«Migrants, islam, la grande
peur des Européens», tel est le titre d’un article publié par Judith
Weintraub dans le Figaro Magazine du 29 septembre. Cet article
reprenait une interview de Dominique Reynié, que j’ai eu le plaisir de recevoir
dans ma dernière émission. Dominique Reynié est professeur à Sciences Po Paris
et directeur général de Fondapol, la Fondation pour l’innovation politique.
Fondapol publie régulièrement des
analyses très intéressantes, mais son originalité consiste à réaliser et à
commenter des enquêtes d’opinion parfois à l’échelle internationale. C’est le
cas d’une étude concernant 26 pays, intitulée «Où va la
démocratie ?» Les résultats détaillés de cette enquête, mais
surtout les commentaires, pays par pays, ont été publiés dans un ouvrage de 320
pages édité chez Plon. Dans sa présentation, Dominique Reynié, écrit : «Depuis
plusieurs années déjà, les signes d’une fragilisation du monde démocratique se multiplient.
La hausse de l’abstention, l’installation d’un puissant vote populiste et les
fractures territoriales et culturelles en sont les signes les plus remarquables».
Dans le cadre de cette interview,
nous nous sommes centrés sur un élément qui est, pour les uns la cause, pour
les autres un symptôme de la crise de nos démocraties : la peur de l’islam,
un islam souvent associé aux migrants.

■ ACTIONS DEMANDÉES:
1. Selon la source, combien de pays l'étude intitulée « Où va la démocratie ? » concerne-t-elle ?
2. Reproduisez fidèlement le passage de la source qui va de « Dans le cadre » jusqu'à « associé aux migrants. » inclus.

■ EXTRAITS DES DONNÉES:
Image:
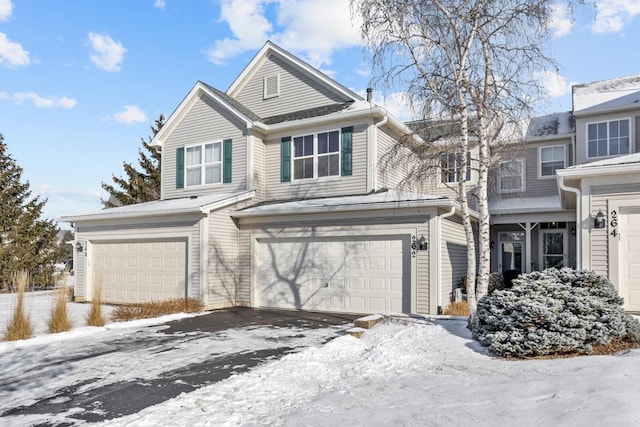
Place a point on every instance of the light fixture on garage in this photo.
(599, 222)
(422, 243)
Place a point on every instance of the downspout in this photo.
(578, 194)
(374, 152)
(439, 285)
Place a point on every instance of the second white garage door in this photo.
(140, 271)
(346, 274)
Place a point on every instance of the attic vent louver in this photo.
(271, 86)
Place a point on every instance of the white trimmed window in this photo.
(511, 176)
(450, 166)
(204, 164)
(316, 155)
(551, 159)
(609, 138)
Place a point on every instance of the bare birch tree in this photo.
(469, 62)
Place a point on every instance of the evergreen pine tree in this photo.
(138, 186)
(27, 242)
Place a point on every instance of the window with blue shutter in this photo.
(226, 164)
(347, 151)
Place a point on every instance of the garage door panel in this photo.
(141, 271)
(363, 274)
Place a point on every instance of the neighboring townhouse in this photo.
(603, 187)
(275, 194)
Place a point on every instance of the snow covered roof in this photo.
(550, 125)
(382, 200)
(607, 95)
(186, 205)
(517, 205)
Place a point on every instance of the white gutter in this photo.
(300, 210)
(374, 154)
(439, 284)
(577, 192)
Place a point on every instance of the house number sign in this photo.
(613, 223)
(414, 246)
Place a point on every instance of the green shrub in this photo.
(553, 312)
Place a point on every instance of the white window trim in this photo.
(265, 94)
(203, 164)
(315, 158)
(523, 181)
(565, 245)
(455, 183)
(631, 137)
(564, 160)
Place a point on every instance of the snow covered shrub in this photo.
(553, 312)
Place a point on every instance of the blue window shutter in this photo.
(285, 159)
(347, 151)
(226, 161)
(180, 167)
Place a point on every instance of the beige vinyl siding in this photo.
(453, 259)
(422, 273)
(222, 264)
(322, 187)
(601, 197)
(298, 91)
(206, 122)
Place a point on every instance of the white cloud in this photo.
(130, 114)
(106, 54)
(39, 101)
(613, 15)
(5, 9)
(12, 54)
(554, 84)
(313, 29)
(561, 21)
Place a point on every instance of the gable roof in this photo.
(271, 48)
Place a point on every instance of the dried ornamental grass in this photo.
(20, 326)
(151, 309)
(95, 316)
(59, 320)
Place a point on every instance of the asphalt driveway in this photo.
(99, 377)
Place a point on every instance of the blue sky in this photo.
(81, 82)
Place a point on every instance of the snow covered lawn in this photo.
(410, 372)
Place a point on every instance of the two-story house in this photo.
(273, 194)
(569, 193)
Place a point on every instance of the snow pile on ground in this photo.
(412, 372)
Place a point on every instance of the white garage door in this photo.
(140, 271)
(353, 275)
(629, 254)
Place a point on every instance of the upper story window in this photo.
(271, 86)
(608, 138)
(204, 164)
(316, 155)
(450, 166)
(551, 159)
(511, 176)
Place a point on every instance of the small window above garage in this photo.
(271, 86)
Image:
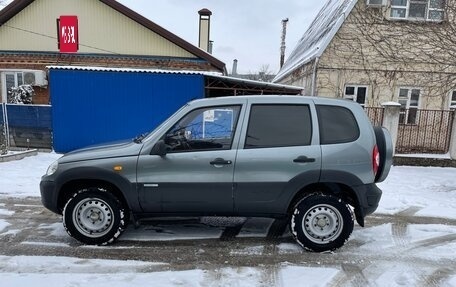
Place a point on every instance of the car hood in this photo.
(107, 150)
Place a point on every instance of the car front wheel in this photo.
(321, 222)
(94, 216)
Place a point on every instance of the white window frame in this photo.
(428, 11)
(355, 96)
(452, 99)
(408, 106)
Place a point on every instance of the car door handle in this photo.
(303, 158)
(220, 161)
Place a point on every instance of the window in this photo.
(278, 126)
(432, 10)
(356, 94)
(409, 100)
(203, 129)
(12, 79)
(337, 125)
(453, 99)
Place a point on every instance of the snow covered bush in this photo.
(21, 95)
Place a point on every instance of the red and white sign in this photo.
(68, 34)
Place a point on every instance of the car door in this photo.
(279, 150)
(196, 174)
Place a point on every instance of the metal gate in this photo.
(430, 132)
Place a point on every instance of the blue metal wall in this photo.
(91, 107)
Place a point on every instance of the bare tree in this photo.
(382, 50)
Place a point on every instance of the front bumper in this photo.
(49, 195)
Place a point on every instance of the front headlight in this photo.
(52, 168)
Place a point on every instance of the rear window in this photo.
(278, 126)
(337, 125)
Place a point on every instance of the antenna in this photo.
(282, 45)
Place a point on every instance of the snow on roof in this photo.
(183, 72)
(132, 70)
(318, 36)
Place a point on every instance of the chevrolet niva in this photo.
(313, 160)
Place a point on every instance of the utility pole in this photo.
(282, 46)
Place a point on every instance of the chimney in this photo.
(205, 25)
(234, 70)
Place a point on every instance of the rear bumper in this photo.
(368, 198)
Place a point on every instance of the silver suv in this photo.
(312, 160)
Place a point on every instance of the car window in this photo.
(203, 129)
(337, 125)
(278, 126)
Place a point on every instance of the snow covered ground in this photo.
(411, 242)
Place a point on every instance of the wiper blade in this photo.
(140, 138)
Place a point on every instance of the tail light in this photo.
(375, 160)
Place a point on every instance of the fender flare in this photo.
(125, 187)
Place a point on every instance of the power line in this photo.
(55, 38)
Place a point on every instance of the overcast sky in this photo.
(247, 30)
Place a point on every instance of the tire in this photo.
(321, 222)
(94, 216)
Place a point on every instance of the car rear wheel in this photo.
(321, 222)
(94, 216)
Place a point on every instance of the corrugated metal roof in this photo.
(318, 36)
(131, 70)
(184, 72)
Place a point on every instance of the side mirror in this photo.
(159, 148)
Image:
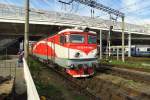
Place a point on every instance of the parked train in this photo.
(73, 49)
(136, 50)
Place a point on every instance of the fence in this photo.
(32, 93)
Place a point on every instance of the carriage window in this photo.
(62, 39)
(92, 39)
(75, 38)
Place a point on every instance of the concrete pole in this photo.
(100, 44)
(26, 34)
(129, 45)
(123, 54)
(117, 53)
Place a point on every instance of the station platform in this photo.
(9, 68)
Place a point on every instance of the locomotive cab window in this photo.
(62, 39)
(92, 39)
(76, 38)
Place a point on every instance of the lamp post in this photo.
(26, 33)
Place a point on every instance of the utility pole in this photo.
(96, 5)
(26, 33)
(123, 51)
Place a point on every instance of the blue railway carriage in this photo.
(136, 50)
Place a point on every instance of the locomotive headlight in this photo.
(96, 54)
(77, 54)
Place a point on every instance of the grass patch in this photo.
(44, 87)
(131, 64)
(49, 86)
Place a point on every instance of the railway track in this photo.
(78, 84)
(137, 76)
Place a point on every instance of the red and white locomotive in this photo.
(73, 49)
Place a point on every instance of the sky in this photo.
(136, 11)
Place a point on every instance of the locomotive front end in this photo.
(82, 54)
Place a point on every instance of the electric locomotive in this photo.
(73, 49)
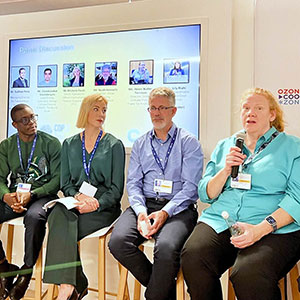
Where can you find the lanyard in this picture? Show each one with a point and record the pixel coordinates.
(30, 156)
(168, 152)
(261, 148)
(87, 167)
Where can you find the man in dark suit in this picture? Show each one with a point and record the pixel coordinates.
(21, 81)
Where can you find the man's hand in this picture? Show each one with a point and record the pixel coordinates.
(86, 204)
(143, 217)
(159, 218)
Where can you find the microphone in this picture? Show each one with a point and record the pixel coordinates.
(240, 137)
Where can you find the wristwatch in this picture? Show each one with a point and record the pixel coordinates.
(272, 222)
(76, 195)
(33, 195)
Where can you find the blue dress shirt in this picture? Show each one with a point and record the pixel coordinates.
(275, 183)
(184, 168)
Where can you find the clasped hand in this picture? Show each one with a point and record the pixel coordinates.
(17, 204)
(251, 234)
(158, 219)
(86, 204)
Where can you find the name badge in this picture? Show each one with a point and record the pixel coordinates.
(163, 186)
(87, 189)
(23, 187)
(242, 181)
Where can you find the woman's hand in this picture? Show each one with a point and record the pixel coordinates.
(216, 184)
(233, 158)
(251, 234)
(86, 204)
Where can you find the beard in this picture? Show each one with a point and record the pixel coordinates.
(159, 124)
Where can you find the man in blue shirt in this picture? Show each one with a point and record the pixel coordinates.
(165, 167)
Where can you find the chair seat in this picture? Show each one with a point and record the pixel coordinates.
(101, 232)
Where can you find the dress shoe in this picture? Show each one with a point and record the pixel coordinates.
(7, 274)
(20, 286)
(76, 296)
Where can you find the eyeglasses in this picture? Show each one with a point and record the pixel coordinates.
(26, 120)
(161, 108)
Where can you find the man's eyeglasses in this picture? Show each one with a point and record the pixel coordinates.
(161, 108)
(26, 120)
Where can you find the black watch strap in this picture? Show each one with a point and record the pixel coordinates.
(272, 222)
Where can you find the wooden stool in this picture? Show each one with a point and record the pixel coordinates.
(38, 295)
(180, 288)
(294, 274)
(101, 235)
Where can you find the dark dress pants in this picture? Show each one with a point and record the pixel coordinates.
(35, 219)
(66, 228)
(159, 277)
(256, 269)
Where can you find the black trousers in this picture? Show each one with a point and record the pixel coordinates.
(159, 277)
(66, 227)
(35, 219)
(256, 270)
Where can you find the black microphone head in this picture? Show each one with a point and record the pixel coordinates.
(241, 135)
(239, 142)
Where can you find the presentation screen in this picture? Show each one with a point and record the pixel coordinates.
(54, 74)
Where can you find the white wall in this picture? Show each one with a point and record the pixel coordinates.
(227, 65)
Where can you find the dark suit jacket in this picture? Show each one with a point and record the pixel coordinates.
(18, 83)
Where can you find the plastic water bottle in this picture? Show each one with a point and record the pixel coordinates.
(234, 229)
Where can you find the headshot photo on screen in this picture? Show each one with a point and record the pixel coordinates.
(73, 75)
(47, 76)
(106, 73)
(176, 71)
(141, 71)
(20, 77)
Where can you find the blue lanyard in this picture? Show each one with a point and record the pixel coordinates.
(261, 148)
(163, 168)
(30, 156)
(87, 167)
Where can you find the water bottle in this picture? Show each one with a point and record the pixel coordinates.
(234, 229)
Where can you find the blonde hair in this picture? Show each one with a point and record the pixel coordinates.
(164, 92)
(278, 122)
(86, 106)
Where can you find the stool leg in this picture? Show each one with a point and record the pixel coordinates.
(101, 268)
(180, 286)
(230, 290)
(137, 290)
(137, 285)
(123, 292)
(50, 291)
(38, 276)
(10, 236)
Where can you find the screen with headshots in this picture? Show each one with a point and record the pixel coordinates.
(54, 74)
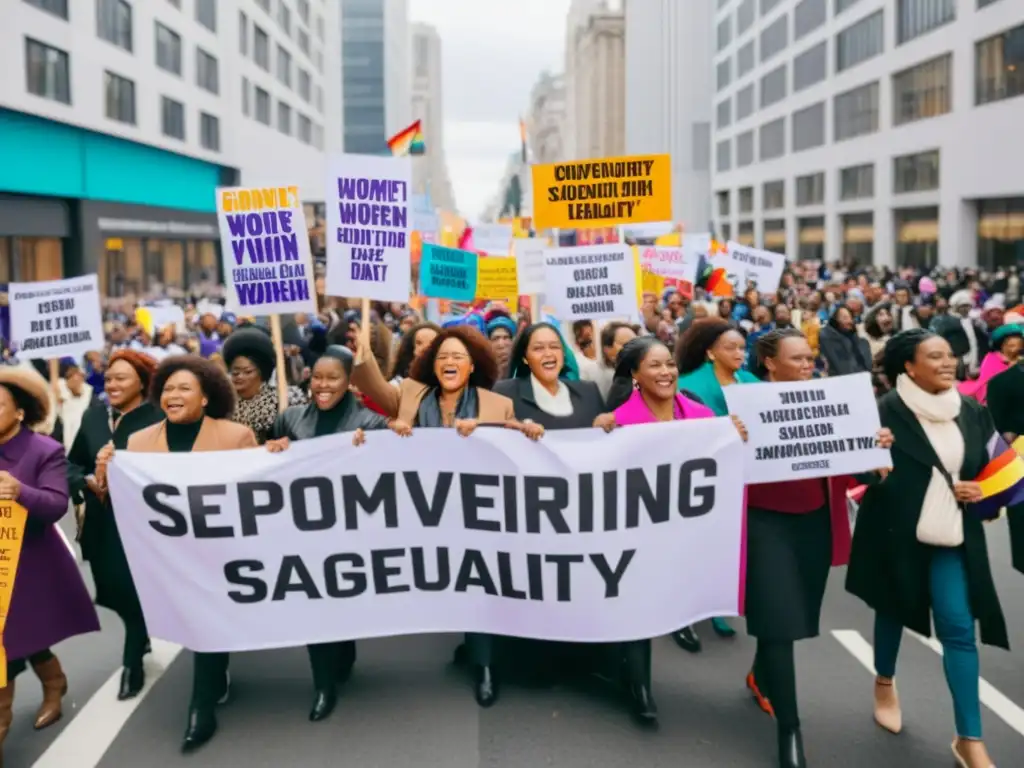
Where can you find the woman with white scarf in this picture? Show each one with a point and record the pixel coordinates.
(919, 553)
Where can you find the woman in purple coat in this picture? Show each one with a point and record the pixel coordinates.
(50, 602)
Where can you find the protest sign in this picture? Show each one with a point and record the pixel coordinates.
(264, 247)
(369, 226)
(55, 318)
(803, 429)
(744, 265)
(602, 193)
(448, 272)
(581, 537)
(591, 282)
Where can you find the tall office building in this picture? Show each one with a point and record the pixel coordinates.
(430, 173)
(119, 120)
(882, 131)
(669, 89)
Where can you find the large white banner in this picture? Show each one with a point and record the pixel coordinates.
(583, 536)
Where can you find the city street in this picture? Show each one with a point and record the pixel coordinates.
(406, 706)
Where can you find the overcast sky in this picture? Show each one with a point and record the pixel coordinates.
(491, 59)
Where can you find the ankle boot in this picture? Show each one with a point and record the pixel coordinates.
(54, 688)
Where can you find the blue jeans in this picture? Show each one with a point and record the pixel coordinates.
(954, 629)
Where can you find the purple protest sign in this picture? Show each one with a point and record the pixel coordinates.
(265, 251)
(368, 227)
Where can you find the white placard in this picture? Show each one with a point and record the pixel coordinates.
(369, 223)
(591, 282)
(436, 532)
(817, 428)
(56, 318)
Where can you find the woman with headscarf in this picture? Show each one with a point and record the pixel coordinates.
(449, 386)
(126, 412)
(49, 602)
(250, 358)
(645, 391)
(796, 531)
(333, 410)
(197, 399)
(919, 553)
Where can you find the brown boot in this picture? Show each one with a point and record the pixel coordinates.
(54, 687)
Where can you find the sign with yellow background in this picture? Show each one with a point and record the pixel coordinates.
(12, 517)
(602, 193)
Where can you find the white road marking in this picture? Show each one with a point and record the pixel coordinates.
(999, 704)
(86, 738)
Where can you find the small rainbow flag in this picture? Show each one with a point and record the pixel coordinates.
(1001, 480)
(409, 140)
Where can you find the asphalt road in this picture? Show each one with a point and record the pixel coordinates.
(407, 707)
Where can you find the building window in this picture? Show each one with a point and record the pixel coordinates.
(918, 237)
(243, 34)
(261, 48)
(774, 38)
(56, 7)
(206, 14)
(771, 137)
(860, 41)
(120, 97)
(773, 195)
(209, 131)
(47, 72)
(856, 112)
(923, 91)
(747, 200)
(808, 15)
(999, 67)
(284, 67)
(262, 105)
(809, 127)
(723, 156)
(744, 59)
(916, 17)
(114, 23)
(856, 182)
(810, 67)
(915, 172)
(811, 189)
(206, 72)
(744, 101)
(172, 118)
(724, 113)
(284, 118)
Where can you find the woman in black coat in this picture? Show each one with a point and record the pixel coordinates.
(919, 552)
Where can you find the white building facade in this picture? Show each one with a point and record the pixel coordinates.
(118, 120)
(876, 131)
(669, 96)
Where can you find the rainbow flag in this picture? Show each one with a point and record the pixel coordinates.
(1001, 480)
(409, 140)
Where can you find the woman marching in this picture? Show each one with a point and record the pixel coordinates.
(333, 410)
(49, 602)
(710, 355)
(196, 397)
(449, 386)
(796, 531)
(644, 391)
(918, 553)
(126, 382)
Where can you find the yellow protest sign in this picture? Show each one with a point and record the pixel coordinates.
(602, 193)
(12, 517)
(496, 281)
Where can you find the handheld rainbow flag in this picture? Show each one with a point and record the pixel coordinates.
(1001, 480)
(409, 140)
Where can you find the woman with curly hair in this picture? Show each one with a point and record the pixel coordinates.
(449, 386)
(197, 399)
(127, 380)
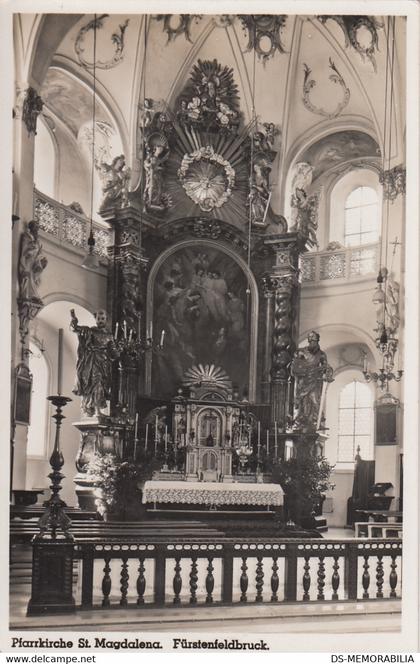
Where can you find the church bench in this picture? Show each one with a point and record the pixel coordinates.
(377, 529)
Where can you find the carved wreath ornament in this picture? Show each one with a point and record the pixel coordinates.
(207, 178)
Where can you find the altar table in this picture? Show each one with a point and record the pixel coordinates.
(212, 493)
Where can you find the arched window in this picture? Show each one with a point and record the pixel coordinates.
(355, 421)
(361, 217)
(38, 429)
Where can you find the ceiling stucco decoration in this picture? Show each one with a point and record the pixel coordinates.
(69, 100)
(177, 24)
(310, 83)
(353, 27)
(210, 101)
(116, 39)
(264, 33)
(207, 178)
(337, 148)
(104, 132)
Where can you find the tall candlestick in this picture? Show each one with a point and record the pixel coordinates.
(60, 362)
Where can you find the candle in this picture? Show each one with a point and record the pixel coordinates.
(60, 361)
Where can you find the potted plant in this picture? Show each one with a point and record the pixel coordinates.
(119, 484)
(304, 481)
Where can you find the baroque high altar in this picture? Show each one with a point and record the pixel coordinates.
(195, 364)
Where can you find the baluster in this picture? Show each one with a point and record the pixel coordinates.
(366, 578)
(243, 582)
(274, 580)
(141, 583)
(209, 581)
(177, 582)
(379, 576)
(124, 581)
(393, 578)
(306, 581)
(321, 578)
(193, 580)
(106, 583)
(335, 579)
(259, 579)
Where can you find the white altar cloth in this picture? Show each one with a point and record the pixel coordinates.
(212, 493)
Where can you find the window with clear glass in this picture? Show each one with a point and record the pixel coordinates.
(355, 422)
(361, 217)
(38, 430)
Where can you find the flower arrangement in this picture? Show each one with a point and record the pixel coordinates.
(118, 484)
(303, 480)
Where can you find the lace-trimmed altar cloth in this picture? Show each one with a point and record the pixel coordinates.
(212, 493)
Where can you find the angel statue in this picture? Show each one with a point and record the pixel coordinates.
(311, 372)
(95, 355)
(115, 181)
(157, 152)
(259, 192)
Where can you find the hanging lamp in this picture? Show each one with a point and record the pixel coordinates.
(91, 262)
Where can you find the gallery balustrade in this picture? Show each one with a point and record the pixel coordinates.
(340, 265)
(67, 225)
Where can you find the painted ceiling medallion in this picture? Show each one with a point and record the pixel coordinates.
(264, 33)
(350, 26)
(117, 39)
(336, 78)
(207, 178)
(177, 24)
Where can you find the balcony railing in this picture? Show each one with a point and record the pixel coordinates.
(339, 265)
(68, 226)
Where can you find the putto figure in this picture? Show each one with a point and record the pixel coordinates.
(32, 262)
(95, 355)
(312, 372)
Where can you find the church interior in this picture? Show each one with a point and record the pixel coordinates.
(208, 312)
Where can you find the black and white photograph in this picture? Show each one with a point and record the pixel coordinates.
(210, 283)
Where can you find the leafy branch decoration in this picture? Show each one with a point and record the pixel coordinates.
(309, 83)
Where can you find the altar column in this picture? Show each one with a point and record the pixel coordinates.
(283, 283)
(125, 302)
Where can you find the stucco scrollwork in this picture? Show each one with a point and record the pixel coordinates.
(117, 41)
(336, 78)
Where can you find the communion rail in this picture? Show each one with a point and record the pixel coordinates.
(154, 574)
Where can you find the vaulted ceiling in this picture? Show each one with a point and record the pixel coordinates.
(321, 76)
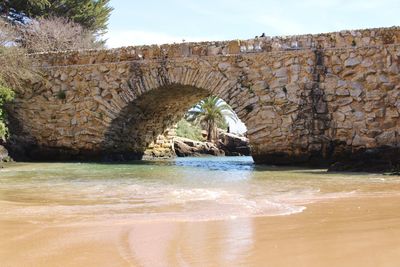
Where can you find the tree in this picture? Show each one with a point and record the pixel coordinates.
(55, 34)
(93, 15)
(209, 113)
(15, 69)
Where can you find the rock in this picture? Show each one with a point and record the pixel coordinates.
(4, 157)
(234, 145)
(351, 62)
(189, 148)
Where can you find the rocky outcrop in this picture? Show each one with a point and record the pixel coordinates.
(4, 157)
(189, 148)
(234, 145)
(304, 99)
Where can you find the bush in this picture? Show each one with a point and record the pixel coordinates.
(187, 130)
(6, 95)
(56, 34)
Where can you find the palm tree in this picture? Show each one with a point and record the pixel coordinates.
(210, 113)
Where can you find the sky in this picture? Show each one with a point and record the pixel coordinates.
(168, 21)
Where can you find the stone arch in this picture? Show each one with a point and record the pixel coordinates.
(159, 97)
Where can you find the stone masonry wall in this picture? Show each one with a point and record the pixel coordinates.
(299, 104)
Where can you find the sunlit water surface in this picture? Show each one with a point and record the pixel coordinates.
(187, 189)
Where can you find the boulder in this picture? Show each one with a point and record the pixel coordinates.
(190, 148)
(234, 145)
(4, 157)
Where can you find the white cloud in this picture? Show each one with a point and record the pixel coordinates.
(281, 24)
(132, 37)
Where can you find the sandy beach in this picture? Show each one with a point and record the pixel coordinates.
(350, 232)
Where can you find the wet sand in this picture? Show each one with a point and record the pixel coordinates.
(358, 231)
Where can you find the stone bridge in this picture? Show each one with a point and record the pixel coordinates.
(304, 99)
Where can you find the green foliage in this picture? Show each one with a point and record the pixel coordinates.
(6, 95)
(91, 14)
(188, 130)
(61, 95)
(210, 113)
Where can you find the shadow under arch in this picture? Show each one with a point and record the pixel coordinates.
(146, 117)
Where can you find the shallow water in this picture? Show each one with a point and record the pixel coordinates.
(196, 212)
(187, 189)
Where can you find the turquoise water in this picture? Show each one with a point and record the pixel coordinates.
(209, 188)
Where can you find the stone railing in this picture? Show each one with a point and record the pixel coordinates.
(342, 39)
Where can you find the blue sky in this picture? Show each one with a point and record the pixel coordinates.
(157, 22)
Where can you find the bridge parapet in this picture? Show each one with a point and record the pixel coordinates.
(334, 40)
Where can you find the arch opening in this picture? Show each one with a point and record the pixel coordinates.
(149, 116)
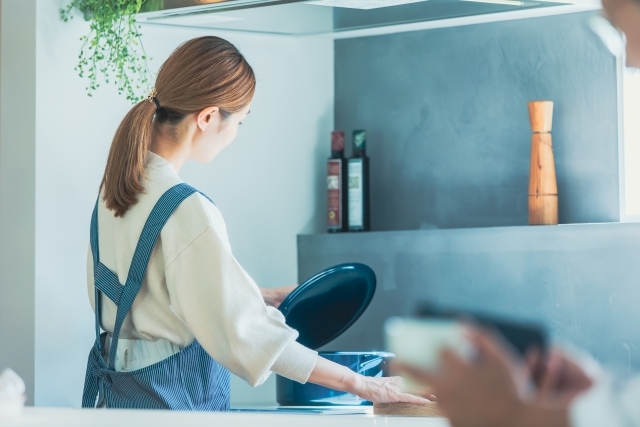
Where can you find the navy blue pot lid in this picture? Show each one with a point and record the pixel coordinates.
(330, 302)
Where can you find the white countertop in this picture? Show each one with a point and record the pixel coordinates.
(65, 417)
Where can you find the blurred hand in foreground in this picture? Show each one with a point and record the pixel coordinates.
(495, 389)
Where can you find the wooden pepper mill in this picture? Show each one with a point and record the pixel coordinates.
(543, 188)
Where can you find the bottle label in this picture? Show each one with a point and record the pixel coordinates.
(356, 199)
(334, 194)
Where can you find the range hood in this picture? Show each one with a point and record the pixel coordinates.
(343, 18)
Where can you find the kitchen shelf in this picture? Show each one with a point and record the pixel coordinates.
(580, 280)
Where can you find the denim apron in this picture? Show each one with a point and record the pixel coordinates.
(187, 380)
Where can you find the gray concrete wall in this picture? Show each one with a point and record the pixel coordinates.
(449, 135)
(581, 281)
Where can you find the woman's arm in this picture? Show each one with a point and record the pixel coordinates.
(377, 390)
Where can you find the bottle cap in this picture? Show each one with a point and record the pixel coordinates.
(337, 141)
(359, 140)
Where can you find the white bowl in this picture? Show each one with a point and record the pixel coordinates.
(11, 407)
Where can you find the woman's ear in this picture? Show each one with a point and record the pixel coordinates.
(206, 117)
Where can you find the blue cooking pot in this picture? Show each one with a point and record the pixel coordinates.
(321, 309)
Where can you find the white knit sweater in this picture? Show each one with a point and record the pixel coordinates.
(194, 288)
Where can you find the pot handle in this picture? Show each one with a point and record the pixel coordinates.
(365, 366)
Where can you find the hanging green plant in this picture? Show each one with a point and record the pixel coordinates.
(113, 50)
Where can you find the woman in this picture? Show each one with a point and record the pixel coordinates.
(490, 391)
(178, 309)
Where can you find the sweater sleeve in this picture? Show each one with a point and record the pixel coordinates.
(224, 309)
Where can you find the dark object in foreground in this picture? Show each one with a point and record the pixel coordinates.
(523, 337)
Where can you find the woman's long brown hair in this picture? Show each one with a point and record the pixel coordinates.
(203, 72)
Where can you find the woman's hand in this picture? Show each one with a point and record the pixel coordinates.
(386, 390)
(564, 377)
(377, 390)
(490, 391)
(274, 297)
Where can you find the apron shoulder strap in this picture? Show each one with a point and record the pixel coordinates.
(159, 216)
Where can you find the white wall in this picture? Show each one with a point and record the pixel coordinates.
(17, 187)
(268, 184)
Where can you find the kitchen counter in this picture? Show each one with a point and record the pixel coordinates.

■ RÉSULTATS PAR TÂCHE:
1. L'étude concerne 26 pays.

2.
Dans le cadre de cette interview,
nous nous sommes centrés sur un élément qui est, pour les uns la cause, pour
les autres un symptôme de la crise de nos démocraties : la peur de l’islam,
un islam souvent associé aux migrants.